■ **Brief 1**
Answer these questions about the thread on creating NICs and disks together with a VM:
(a) According to JeffreyRichter, on which side is this much better handled?
(b) What did TravisCragg-MSFT first move the issue to, and when was it to be assessed?
(c) Which cloud providers does unmarshall say provide a single API to create all resources?

If armcompute.VirtualMachine.VirtualMachineProperties could be enhanced to provide complete configurations for NICs and Disks then a single call needs to be made from the consumer perspective. This ensures that if any one of these resources fails to be created then azure server side will ensure atomicity of the create request. When the call returns it will give the exact failure reasons and also ensure that these resources are completely cleaned up. In the absence of this feature, every consumer will have to build this functionality and that is too much duplication of effort and code.

tadelesh commented 1 year ago

@JeffreyRichter @jhendrixMSFT I think the customer is asking for either service API could handle cascade resource creation/deletion atomically or SDK side could provide such feature. I've asked service team to take a look. What's your opinion?

JeffreyRichter commented 1 year ago

I agree with the sentiment, and this is much better handled on the service side; not the client/SDK side especially since it needs to be rock-solid to avoid leaking of (dangling) resources.

tadelesh commented 1 year ago

@Drewm3, @TravisCragg-MSFT, @nikhilpatel909, @sandeepraichura, @hilaryw29, @GabstaMSFT, @ramankumarlive, @ushnaarshadkhan could anyone help?

sandeepraichura commented 1 year ago

thanks for reporting, We are looking into it and keep this thread updated.

TravisCragg-MSFT commented 1 year ago

Moving to a Feature Request. This will be assessed during our fall semester planning..

TravisCragg-MSFT commented 4 months ago

@unmarshall Thank you for your feedback. Unfortunately, we will not be implementing this feature at this time. Please use feedback.azure.com for further feature requests. Also, check out https://learn.microsoft.com/en-us/azure/virtual-machines/delete?tabs=portal2%2Ccli3%2Cportal4%2Cportal5, as this is kind of possible today.

unmarshall commented 4 months ago

@TravisCragg-MSFT unfortunately you have linked a feature for cascade delete which we are well aware of and also use it today. Maybe you can re-read the original issue whose main target was to prevent separate calls to first create a NIC and then reference that NIC when creating the VM. All cloud providers (AWS, GCP) provide single API to create all resources including NIC, disk and VM. It is a pity that you have decided against it especially when we have faced problems with NIC creation subsequently followed by a GET which results in inconsistent results.

In general it is recommended practice to not have to create these entities separately and i am now wondering what are the reasons you decided against it. I hope you take out the time to list down your reasons.

■ **Brief 2**
Copy word for word the part of the listing that begins with the line containing "pin: fire truck" and continues through the end of the listing, including both ends.

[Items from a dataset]
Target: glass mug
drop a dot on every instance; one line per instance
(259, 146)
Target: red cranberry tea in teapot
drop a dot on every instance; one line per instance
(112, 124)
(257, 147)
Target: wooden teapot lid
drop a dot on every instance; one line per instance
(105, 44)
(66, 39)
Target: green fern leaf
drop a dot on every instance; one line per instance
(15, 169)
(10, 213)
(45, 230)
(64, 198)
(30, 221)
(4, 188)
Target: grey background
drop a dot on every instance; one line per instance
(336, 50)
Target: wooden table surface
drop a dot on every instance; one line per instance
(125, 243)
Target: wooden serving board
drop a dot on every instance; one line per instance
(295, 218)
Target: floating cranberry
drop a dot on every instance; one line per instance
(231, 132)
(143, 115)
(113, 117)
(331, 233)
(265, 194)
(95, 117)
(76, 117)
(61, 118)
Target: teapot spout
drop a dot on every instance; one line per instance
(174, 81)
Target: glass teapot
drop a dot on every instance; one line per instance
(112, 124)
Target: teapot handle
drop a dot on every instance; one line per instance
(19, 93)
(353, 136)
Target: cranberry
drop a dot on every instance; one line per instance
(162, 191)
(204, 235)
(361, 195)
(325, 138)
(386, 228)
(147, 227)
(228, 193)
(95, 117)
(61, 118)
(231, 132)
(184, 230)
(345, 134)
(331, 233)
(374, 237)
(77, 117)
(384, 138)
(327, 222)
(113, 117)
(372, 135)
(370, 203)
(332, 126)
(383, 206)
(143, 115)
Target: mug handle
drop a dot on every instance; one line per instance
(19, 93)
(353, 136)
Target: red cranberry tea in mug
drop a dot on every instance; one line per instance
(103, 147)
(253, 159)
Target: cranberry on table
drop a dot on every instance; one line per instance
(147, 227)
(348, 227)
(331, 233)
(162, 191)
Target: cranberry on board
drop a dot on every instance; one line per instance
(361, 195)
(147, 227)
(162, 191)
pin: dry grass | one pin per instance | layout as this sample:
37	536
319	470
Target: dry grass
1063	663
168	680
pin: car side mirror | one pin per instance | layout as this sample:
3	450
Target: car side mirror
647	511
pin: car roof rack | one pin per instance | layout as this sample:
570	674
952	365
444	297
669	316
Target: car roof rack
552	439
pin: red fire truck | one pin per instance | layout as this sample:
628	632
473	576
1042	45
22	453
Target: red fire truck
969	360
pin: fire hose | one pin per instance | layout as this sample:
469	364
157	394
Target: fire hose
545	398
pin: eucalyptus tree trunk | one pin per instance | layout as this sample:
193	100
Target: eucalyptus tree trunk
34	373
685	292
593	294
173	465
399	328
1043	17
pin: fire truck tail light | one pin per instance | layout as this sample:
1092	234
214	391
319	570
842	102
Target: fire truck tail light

■ **Reply 1**
(a) The service side, not the client/SDK side.
(b) A Feature Request, to be assessed during fall semester planning.
(c) AWS and GCP.

■ **Reply 2**
pin: fire truck tail light | one pin per instance | layout as this sample:
1092	234
214	391
319	570
842	102
Target: fire truck tail light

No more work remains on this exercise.